PAGE EXCERPT.
◆ ◆ ◆ ◆ ◆
Thus, as we see, the current value of Ukrspyrt as an ethanol business is close to 45-50 million US dollars. Of course, other factors affect the price as well. The first one is the physical condition of the plants that remain in this business. For valuation purposes, we have estimated the value of a new modern production, yet Ukrspyrt in fact requires investments in modernisation. On the other hand, other plants that will not be privatized as an ethanol business could be sold at residual values as production sites for other businesses. But it is unlikely that these factors can change the overall picture significantly. The only thing that can affect the valuation is the beginning of a real fight against the black market and increasing the official ethanol production in Ukraine by 2-2.5 times.
Brief description of the main provisions of Minagro’s draft law
1) Full liberalization of the industry is postponed for 7 years. For this period, the buyers of the plants obtain exclusive rights for production and sale of drinkable ethanol without going above the acquired capacity. Private oligopoly is thus established for this period.
2) The investors are prohibited from increasing the capacity of the acquired plants during this oligopoly period. Under the pretext of alleged social protection of jobs and the desire to get rid of the maximum number of old and inefficient plants, the investors’ competitiveness in fact is limited, since they are unable to reach optimal lowest production costs by increasing production at selected plants.
◆ ◆ ◆ ◆ ◆
Lines of data.

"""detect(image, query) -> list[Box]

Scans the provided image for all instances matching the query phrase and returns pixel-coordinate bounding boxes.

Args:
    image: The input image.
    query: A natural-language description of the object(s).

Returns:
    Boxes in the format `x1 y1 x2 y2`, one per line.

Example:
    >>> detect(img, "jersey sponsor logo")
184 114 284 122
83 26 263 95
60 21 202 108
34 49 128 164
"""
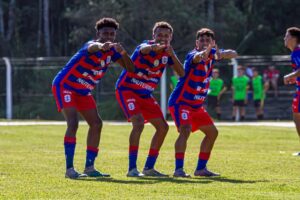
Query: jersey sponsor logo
153 59 159 67
131 78 154 92
64 94 71 103
162 56 168 65
181 112 188 120
127 102 135 110
77 78 94 90
92 69 103 76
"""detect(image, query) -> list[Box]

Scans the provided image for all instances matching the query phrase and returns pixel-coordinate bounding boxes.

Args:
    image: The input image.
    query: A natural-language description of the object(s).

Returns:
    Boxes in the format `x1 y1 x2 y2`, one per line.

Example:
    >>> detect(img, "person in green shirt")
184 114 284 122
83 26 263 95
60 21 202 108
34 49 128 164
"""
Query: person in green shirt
232 66 249 121
251 67 269 120
207 69 227 120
◆ ◆ ◆ ◆ ◆
WHAT TO DO.
1) In the Ukrspyrt passage, for how many years does the draft law postpone full liberalization of the industry?
2) Duplicate the Ukrspyrt passage from "Brief description of" to "at selected plants.".
The lines of data come from a source separate from the Ukrspyrt passage.

LIST OF SOLUTIONS.
1) Seven years.

2)
Brief description of the main provisions of Minagro’s draft law
1) Full liberalization of the industry is postponed for 7 years. For this period, the buyers of the plants obtain exclusive rights for production and sale of drinkable ethanol without going above the acquired capacity. Private oligopoly is thus established for this period.
2) The investors are prohibited from increasing the capacity of the acquired plants during this oligopoly period. Under the pretext of alleged social protection of jobs and the desire to get rid of the maximum number of old and inefficient plants, the investors’ competitiveness in fact is limited, since they are unable to reach optimal lowest production costs by increasing production at selected plants.